*Tasks to carry out:*
A: Condense the paragraph in the email excerpt that begins "To your comment about Clarice Phelps" into a shorter version that keeps its main facts.
B: Extend the email excerpt about Clarice Phelps and editor conduct, picking up right after its final sentence.

*Extracted text:*
----------

To your comment about Clarice Phelps, I'm not aware of this individual (or
article?) and do not know what you are referring to. But I would caution
you not to make public speculative statements about the mental health
status of any editor, or make generalizations about the motivations or
actions of all people who you believe have particular mental
characteristics, based on specific incidents you have witnessed or
interactions you have had. If I have misread your statement, I apologize
for the error.

Best,
Jonathan

On Thu, Apr 2, 2020 at 11:29 AM Gerard Meijssen <gerard.meijs...@gmail.com>
wrote:

> Hoi,
> We regularly have problems with people. We have people who are banned
> because people think they are problematic. We have banned people who have
> contributed hugely to our projects. The notion that it is stigmatising is a
> notion whereby we wash our hands in innocence, we do not want to know.
>
> It is one thing that you personally are grossed out but I hope you
> understand that given that this is an issue we need to address. It is not
> only people who do not care for rules, it is also the people who obsess
> about rules. You find it in the excessive attention for Clarice Phelps.

----------

*Information provided:*
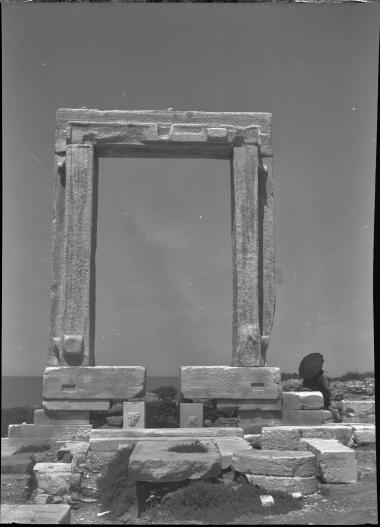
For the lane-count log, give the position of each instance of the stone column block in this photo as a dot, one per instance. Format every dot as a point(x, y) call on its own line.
point(191, 415)
point(134, 414)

----------

*Outputs by task:*
A: The writer does not know Clarice Phelps or any related article and does not understand the reference. The writer warns against publicly speculating about any editor's mental health. The writer also warns against generalizing about the motives or actions of everyone believed to have certain mental characteristics, based on particular incidents seen or interactions had. The writer apologizes in case the statement was misread.

B:
> People do get hurt, people do get traumatised because of this inattention.
> Thanks,
>        GerardM
>
> On Thu, 2 Apr 2020 at 17:58, Jonathan Morgan <jmor...@wikimedia.org>
> wrote:
>
> > There's this study
> > <
> >
> https://meta.wikimedia.org/wiki/Research:The_Construction_and_Application_of_Personality_Profile_Based_on_User_Behavior_in_Wikipedia
> > >
> > but I don't know if it was ever completed (and as you can infer from my
> > posts on the talkpage, I very much hope it was NOT).
> >
> > In general, any kind of psychometric profiling of Wikipedia editors kind
> of
> > grosses me out. But as an armchair psychologist myself, as well as a
> > non-neurotypical individual, sure I'm happy to hypothesize that there are
> > many of us in the projects. It takes a certain mindset to find the
> process
> > of building an encyclopedia using 20-year old software paradigms to be
> > engaging ;)
> >
> > - J
> >
> > On Thu, Apr 2, 2020 at 8:49 AM RhinosF1 - <rhino...@gmail.com> wrote:
> >
> > > Evening all,
> > >
> > > I hope everyone is doing well given the crazy world we’re living in.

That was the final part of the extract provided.